• Seção do documento:

________________________________________

Para a implementação do Plano Diretor Participativo e o pleno
entendimento do município de Itaúna seu território foi dividido em quadrantes
determinados pelas vias rodoviárias MG 262 e MG 431. Dentro de cada um destes
quadrantes estão inseridas as aglomerações rurais, estes quadrantes funcionam,
no âmbito de todo o território municipal, como unidades de planejamento para
implementação de instrumentos do Plano Diretor
Participativo.

Figura 2 – Contexto Municipal de Itaúna – indicação de quadrantes
de planejamento. Fonte: arquivos do Plano Diretor de Itaúna,
2006.
Esta divisão ocorreu, inicialmente, devido à sua regularidade
dimensional (os quadrantes possuem dimensões territoriais aproximadas) e as
características comuns que cada um deles possui. Pode-se ressaltar, também, a
relevância que possuem os eixos rodoviários como limites entre áreas, devido à
necessidade de transpô-los se tornar fator crucial à ocupação dos territórios. A
mesma importância possui a função de escoamento de produtos e promoção de
transporte e acesso a determinados equipamentos e locais que se agruparam ao
longo destas vias estrategicamente.

________________________________________

• Exercícios propostos:
- 1) Segundo o trecho sobre os quadrantes de Itaúna, quais vias rodoviárias determinaram a divisão do território do município?
- 2) Transcreva do trecho sobre os quadrantes de Itaúna a parte que começa em "Esta divisão ocorreu, inicialmente, devido" e segue até "destas vias estrategicamente.".

________________________________________

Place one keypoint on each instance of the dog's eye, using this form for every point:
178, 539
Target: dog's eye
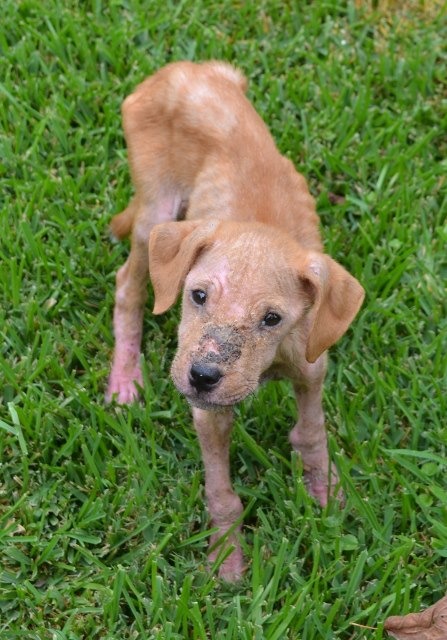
198, 296
271, 319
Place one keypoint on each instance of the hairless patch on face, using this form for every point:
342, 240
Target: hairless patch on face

________________________________________

• Resultados:
- 1) As vias MG 262 e MG 431.

- 2)
Esta divisão ocorreu, inicialmente, devido à sua regularidade
dimensional (os quadrantes possuem dimensões territoriais aproximadas) e as
características comuns que cada um deles possui. Pode-se ressaltar, também, a
relevância que possuem os eixos rodoviários como limites entre áreas, devido à
necessidade de transpô-los se tornar fator crucial à ocupação dos territórios. A
mesma importância possui a função de escoamento de produtos e promoção de
transporte e acesso a determinados equipamentos e locais que se agruparam ao
longo destas vias estrategicamente.